USANDO AS INFORMAÇÕES:
(1) No texto sobre o festival, reescreva em forma de lista o parágrafo que começa com "Os contornos da programação", mantendo os fatos principais.
(2) Segundo o texto sobre o festival, quem compôs a comissão de seleção deste ano?
(3) Prolongue o texto sobre o festival a partir do ponto em que ele termina.

TEXTO FORNECIDO:
Mas, como um dos resultados, tematicamente, foi um festival que, com algumas exceções, pouco discutiu nos seus espetáculos a realidade que estamos vivendo. Não foi isso que vimos refletido nas telas. Estávamos descolados temporalmente. Não quer dizer que os espetáculos não tenham sido relevantes, não tragam em si questões pertinentes e atemporais, mas não estavam necessariamente conectados com esse momento tão crítico.
De qualquer maneira, a atuação de José Manoel Sobrinho como gerente de programação foi um ganho indiscutível. Observando de fora, parece ter sido ele que deu unidade ao trabalho da comissão de seleção, formato que existe há muito tempo. Cada edição tem uma nova comissão. A deste ano foi composta por Gheuza Sena, Genivaldo Francisco, Djaelton Quirino e Clara Isis Gondim.
Os contornos da programação foram delimitados de uma maneira mais clara – espetáculos nacionais ligados a grupos de pesquisas ou pessoas vinculadas às universidades ou a instituições como o Sesc, espetáculos do interior do estado e espetáculos da recém-criada Mostra de Escolas Independentes de Teatro, Dança e Circo.
Nesse movimento, perdemos a chance – sem as barreiras do deslocamento, das passagens de avião caríssimas na alta temporada, das dificuldades de produção – de ver espetáculos de grupos mais consagrados na programação. Por outro lado, houve a oportunidade de enveredar por produções de grupos que estão fora dos eixos mais tradicionais, que têm uma dificuldade de circulação maior. São escolhas, caminhos que sempre têm seus ônus e bônus.

LISTAGEM DE DADOS:
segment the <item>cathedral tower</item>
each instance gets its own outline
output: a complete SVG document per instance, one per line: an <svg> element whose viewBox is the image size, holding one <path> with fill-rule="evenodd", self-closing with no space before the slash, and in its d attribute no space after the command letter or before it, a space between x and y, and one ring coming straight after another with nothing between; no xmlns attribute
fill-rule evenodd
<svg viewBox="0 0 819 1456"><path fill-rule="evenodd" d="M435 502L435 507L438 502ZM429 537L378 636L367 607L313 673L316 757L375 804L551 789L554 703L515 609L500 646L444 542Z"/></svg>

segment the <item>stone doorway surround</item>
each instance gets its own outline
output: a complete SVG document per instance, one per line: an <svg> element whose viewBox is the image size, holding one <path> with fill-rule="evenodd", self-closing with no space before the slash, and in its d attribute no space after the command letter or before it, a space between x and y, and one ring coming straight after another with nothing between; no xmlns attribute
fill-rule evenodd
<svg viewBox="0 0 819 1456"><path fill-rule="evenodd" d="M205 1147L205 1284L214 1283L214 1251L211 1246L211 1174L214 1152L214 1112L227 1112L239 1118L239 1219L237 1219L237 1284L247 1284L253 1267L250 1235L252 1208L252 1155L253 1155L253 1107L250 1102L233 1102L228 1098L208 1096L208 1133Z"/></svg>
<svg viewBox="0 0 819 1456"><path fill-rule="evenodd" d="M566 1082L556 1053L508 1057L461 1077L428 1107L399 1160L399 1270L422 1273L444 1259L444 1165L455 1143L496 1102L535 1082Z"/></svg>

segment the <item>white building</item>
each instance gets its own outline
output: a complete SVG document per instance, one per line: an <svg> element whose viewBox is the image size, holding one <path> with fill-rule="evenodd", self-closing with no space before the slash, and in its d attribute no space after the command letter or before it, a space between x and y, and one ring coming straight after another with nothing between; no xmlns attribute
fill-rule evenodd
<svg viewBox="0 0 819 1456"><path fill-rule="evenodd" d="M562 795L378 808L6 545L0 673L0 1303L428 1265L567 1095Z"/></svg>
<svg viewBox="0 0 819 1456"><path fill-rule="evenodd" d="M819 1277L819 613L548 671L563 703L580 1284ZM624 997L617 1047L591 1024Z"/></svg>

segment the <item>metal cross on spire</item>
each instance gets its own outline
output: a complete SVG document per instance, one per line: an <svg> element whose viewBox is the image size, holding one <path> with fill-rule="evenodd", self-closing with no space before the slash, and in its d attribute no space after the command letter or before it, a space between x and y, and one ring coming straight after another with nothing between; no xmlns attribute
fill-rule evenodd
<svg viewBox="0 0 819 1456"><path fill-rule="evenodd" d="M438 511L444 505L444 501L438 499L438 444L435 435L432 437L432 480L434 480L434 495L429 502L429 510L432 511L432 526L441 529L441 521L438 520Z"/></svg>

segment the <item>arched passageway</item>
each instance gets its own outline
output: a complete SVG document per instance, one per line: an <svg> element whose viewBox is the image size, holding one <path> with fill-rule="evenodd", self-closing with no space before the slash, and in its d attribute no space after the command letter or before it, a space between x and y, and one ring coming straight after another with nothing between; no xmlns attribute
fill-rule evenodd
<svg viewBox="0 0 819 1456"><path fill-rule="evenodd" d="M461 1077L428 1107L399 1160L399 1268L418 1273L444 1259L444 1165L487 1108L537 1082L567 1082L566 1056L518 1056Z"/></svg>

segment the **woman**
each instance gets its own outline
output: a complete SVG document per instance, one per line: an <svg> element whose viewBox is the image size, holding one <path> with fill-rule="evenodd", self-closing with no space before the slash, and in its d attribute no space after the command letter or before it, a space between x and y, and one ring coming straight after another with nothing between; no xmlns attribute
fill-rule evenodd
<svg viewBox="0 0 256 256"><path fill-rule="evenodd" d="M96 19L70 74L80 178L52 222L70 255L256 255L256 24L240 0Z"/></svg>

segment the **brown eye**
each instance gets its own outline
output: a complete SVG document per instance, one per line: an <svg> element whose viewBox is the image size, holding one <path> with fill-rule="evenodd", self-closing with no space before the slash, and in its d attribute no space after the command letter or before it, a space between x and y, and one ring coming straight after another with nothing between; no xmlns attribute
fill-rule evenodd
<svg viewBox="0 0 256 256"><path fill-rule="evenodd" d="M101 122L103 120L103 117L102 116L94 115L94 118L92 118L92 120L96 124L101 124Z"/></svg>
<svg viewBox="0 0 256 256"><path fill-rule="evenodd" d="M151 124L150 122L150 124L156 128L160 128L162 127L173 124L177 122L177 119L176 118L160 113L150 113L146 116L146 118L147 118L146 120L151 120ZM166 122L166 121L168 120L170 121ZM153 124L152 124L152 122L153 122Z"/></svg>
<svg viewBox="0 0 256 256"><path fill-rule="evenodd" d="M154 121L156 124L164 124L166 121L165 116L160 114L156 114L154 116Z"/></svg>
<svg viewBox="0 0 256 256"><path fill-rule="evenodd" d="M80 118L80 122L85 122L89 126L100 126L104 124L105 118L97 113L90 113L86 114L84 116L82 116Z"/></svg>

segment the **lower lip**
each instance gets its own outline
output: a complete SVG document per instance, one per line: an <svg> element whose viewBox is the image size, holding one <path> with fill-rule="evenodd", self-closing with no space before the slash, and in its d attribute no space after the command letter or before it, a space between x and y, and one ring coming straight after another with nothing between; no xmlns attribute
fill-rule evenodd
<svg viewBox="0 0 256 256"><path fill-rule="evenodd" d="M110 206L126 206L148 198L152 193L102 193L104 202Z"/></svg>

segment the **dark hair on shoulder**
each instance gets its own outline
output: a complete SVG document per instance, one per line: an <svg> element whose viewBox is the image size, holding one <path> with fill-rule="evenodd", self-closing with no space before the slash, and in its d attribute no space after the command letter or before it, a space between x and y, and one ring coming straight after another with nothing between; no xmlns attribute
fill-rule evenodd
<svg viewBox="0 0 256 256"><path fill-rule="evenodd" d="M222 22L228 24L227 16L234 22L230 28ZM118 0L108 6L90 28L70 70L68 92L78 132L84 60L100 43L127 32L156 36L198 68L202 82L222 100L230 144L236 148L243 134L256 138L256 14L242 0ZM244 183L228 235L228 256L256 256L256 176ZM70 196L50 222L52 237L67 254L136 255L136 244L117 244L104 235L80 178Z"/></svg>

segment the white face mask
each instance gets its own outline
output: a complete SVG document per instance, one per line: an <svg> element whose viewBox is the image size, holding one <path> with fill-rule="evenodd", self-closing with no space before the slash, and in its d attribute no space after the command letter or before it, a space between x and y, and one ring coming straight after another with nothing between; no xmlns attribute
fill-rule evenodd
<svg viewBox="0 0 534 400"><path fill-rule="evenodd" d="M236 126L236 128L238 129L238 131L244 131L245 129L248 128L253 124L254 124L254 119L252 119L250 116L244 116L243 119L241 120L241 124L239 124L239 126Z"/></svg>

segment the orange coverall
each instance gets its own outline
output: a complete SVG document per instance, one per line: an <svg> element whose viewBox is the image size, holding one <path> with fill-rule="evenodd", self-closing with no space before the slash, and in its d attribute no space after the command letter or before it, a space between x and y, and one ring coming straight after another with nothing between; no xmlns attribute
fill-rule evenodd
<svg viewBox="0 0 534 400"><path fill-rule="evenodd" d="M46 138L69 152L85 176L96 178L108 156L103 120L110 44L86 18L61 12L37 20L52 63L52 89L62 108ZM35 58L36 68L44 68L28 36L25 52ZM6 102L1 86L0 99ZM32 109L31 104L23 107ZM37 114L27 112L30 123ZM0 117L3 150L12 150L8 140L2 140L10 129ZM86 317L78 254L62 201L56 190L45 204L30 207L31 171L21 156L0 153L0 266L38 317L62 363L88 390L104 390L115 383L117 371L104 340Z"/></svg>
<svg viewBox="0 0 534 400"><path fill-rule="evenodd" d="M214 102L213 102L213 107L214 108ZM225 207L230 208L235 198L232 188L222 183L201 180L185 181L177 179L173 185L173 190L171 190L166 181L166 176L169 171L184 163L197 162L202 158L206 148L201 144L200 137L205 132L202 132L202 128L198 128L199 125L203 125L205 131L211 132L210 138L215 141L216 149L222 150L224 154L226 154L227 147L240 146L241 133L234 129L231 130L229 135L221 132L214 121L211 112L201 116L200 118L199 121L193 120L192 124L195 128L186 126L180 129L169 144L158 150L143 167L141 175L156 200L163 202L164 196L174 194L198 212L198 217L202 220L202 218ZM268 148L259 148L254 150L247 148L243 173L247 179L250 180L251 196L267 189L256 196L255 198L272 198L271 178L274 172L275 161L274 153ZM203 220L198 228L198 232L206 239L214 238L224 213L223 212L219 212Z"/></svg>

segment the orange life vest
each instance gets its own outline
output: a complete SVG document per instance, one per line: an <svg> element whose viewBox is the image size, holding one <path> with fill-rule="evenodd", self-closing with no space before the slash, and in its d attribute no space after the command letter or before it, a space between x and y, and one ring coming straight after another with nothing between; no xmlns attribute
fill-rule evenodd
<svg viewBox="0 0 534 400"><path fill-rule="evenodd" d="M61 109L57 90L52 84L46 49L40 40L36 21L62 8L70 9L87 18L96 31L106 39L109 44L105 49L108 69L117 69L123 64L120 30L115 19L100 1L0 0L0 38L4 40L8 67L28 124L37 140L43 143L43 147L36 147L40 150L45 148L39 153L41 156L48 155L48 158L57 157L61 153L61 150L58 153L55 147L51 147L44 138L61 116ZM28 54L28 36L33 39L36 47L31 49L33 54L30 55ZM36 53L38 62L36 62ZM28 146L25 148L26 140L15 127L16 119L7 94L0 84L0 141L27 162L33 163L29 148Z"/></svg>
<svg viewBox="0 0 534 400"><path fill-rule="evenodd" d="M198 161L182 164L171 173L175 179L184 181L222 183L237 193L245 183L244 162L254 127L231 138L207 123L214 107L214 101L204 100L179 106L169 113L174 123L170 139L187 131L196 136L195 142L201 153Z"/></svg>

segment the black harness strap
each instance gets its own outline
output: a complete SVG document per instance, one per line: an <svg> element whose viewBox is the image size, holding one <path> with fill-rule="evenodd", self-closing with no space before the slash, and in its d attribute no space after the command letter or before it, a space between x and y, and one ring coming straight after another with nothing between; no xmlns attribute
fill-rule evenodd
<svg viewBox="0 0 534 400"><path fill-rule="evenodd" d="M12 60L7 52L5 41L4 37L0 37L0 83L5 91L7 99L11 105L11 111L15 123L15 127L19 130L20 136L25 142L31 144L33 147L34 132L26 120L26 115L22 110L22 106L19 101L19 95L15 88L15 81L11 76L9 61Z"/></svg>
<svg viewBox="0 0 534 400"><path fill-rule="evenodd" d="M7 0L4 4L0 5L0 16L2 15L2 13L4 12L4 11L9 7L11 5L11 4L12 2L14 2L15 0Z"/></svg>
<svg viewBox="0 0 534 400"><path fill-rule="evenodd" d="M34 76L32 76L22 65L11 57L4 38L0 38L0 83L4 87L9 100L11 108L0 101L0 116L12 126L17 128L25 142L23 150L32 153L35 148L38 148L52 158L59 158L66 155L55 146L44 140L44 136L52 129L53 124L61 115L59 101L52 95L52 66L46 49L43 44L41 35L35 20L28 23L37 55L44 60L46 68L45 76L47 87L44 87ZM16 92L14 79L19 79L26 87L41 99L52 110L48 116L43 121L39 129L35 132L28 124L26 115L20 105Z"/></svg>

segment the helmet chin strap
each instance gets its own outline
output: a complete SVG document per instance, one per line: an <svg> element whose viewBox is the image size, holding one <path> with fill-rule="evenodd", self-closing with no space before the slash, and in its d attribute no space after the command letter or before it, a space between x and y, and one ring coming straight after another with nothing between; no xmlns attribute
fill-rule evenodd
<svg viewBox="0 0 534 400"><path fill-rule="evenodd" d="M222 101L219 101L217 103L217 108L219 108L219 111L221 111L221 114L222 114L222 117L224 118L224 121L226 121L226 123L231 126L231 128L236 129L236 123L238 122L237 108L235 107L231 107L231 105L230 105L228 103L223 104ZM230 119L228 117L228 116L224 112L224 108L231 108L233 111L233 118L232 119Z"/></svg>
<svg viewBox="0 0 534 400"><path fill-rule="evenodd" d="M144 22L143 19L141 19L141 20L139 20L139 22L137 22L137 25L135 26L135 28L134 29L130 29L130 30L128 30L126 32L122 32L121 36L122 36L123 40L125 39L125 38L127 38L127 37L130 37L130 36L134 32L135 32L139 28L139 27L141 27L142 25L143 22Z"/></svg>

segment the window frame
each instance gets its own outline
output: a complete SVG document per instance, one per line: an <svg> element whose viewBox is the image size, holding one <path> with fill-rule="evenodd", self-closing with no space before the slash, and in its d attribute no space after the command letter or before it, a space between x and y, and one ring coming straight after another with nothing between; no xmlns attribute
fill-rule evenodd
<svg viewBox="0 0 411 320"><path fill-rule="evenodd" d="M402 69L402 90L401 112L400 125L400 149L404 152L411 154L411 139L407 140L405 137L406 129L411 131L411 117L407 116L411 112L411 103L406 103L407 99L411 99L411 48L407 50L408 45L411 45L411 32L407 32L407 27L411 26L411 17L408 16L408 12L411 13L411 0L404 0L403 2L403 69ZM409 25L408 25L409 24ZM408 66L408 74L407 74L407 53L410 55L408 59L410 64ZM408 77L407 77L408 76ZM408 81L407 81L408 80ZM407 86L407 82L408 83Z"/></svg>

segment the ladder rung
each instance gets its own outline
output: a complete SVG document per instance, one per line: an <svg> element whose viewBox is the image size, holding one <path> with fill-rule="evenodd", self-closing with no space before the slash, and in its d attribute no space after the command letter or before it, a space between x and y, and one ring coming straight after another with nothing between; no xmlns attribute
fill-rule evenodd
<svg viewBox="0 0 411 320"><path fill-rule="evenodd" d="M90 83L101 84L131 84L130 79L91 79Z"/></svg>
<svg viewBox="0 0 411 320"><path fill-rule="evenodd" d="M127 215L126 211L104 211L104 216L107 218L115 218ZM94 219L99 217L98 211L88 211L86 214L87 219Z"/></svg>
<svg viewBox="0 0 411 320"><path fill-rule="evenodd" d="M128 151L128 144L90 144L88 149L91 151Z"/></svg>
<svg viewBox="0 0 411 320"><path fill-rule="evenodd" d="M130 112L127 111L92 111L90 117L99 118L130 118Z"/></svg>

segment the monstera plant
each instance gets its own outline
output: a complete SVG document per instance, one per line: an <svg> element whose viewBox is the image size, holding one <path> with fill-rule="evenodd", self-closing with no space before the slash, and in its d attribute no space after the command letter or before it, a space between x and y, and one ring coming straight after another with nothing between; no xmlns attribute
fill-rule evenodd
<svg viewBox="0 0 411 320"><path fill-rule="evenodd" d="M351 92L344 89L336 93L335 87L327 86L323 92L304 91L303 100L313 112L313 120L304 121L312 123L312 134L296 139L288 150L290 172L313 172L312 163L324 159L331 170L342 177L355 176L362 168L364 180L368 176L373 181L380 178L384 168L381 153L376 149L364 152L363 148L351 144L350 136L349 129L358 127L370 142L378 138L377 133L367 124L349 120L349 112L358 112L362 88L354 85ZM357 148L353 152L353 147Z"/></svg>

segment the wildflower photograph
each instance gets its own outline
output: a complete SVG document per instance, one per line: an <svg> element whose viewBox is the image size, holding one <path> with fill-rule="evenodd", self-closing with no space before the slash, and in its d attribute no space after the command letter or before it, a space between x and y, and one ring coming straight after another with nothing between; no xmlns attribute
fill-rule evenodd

RESPOSTAS DO EXERCÍCIO:
(1)
A programação teve contornos mais claros e reuniu:
- espetáculos nacionais ligados a grupos de pesquisa ou a pessoas vinculadas às universidades ou a instituições como o Sesc;
- espetáculos do interior do estado;
- espetáculos da recém-criada Mostra de Escolas Independentes de Teatro, Dança e Circo.

(2) Gheuza Sena, Genivaldo Francisco, Djaelton Quirino e Clara Isis Gondim.

(3)
Nesse cenário, fizemos a crítica de nove espetáculos da programação: um internacional (À um endroit du début/Senegal), dois nacionais (Caipora quer dormir/DF e Pele negra, máscaras brancas/BA), dois pernambucanos (Sentimentos Gis/Petrolina e Cachorros não sabem blefar/Caruaru) e quatro trabalhos ligados a escolas (Experimento Multimídia: Um jogo dialético/Sesc Santo Amaro, Processo Medusa/Núcleo Biruta de Teatro, Ubu, o Rei do Gago/Escola João Pernambuco e Contos em Dor Maior/Escola Fiandeiros de Teatro).
Nessa programação mais enxuta, o peso da Mostra de Escolas Independentes de Teatro e Dança foi bastante relevante. É uma mostra importante, que pode ter um espaço de destaque no festival. Mas numa edição presencial – ou mesmo numa futura edição híbrida – talvez isso tivesse que ser equilibrado de uma melhor maneira. O festival não é de escolas. Não é nem justo dar essa “responsabilidade” aos experimentos cênicos, que possuem caráter didático fundamental, não estão necessariamente focadas na encenação propriamente dita, nos resultados artísticos.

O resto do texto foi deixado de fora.